## TEXT SEGMENT
The Inter-American Commission on Human Rights, IACHR, rejected the attempt to recuse its Executive Secretary, Santiago Cantón, presented by the Agent of the State of Venezuela before the OAS, stating it considers it lacks any foundation or juridical basis since the procedure is not contemplated in any of the instruments of the Inter-American system. The press release can be read at here.

· Political party representatives appeal to the TSJ.

Opposition leaders Julio Andrés Borges, Ramón José Medina and Gerardo Blyde, (Primero Justicia), César Pérez Vivas (COPEI), Henry Ramos Allup (AD), Jorge Sucre (Proyecto Venezuela), and Felipe Mujica (MAS) introduced an administrative appeal in the Electoral Chamber of the Supreme Court of Justice, TSJ, for the electoral decision of submitting to repair over 800,000 signatures of the petition for a presidential recall referendum, alleging similar handwriting. NB: Last Friday, we reported the Constitutional Chamber was considering deciding on all electoral matters concerning the presidential referendum. This is the third appeal filed in the Electoral Chamber on the so called “assisted forms.”

· 21 people fired for signing PRR.

The Shareholders' Assembly of the Zulia-based power firm C.A. Energía Eléctrica de Venezuela (ENELVEN) approved the decision to remove most of the members of the administrative board and 16 other managers for their participation in the signature collection process for the petition of a recall against President Hugo Chávez. Nervis Villalobos, Vice-Minister of Energy and Mining, and vice president of the company, admitted that the executives' signing the referendum petition "influenced" the decision of the board. Villalobos, who acknowledged the vast experience of the fired managers, but said that the top executives of state-owned companies "are required to be aligned with the nation's plans," rejected the charges of politization of the company claiming it was not such since no personnel from outside will be appointed”

· AN to debate emergency mechanisms to eliminate war propaganda on TV.

In view of the impossibility to pass the Social Responsibility in Radio and TV Law, also known as the Gag Law, anytime soon, the Vice-president of the National Assembly has suggested passing a norm that would put an end to the “excesses in communicational matters or war propaganda that cannot and should not continue.” In the media. The debate will be held among the members of the directorate first, and it will then extend to other sectors, including the representatives of the media. This Tuesday, the Minister of Information and Communication, Jesse Chacón, claimed during a press conference from the Vice-presidency, that the media have unleashed a campaign in two phases: the first consisting of constant broadcasts inciting hate, and the current phase in which the media want to champion the human rights issue accusing the government of violating them. The minister accused private media operators of breaking "all the human rights principles that are now supposedly defending." He also accused them of encouraging "racial hate" and attacking the democratic institutions.

## SUPPLIED DATA

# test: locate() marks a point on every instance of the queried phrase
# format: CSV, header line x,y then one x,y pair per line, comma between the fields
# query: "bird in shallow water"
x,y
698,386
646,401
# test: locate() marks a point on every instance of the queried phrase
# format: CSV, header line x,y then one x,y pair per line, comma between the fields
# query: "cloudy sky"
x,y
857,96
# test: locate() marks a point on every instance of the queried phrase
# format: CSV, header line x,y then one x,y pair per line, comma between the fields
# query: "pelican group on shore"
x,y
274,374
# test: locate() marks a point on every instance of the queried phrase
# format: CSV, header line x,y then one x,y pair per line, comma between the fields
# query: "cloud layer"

## GIVEN EXERCISE 1
Name every political party that the news excerpt gives in parentheses after an opposition leader's name.
## GIVEN EXERCISE 2
Rewrite all the records, renaming "locate()" to "find_points()" and leaving everything else unchanged.

## TASK ANSWER 1
Primero Justicia
COPEI
AD
Proyecto Venezuela
MAS

## TASK ANSWER 2
# test: find_points() marks a point on every instance of the queried phrase
# format: CSV, header line x,y then one x,y pair per line, comma between the fields
# query: "bird in shallow water"
x,y
698,386
646,401
# test: find_points() marks a point on every instance of the queried phrase
# format: CSV, header line x,y then one x,y pair per line, comma between the fields
# query: "cloudy sky"
x,y
857,96
# test: find_points() marks a point on every instance of the queried phrase
# format: CSV, header line x,y then one x,y pair per line, comma between the fields
# query: "pelican group on shore"
x,y
274,374
# test: find_points() marks a point on every instance of the queried phrase
# format: CSV, header line x,y then one x,y pair per line, comma between the fields
# query: "cloud layer"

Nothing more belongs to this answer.